** Begin Material to process **
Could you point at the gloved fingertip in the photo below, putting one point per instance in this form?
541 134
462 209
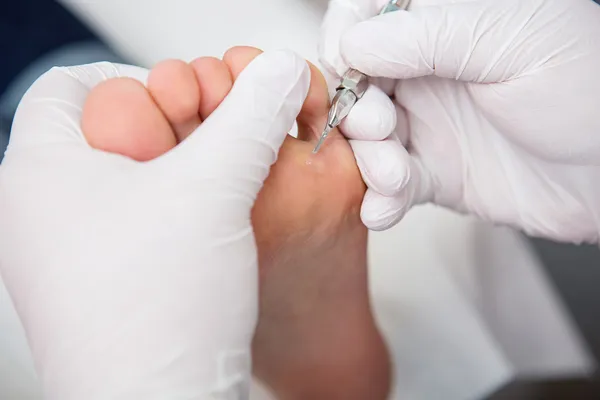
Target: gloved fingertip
385 165
372 118
387 85
380 213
** End Material to process **
Exercise brief ::
Please convert the listing above into a Markdown table with two columns, Row and Line, giving each line its number and omitting blank lines. Leave the pictures out of the table.

Task response ::
| Row | Line |
|---|---|
| 1 | Could you point at the gloved fingertip in the photo below, putting one point per instance in this form? |
| 2 | 541 134 |
| 3 | 462 209 |
| 4 | Target: gloved fingertip |
| 5 | 385 165 |
| 6 | 372 118 |
| 7 | 387 85 |
| 8 | 380 213 |